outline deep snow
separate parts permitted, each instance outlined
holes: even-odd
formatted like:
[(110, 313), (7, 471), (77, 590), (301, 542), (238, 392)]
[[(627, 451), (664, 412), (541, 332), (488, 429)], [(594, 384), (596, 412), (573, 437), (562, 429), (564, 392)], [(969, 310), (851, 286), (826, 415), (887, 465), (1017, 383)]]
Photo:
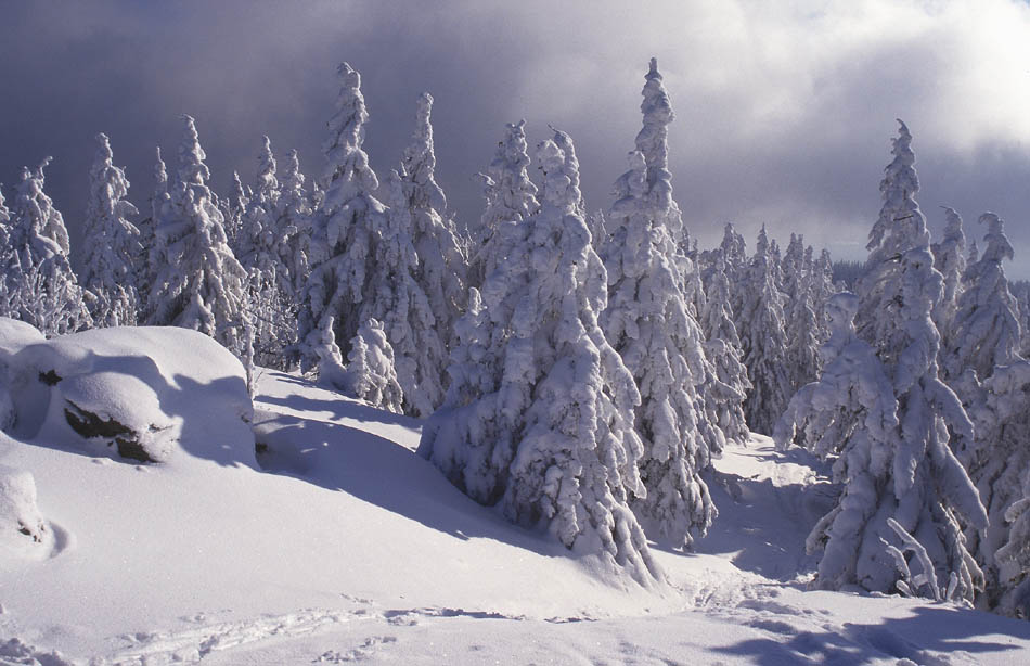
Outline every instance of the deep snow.
[[(18, 414), (44, 419), (0, 436), (46, 525), (0, 536), (0, 664), (1030, 662), (1027, 623), (806, 591), (834, 488), (765, 437), (716, 461), (711, 533), (695, 554), (654, 545), (668, 584), (644, 589), (465, 498), (415, 456), (417, 420), (273, 371), (252, 415), (240, 363), (190, 331), (0, 324), (0, 360), (62, 377), (23, 372), (40, 386)], [(55, 408), (66, 381), (169, 424), (164, 462), (83, 441)]]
******************************
__What needs to be done__. Reproduce these rows with every occurrence of "deep snow" replaced by "packed snow" and everything else unchanged, omitting the pictures.

__Answer to the exercise__.
outline packed snow
separate parts permitted, each instance outlined
holes: even-odd
formatted like:
[(110, 313), (7, 471), (77, 590), (301, 542), (238, 392)]
[[(627, 451), (664, 412), (541, 332), (488, 429)], [(594, 384), (596, 412), (573, 437), (562, 429), (564, 392)], [(969, 310), (851, 286), (826, 415), (887, 465), (1017, 383)]]
Photo:
Outline every instance of the packed snow.
[[(18, 414), (44, 419), (0, 436), (46, 525), (0, 536), (0, 664), (1030, 662), (1027, 623), (806, 591), (834, 488), (765, 437), (716, 461), (711, 533), (695, 554), (654, 545), (668, 584), (644, 589), (465, 498), (415, 456), (417, 420), (273, 371), (252, 415), (240, 363), (190, 331), (0, 324), (0, 360), (62, 377), (23, 372), (40, 386)], [(55, 408), (66, 381), (169, 424), (164, 462), (83, 441)]]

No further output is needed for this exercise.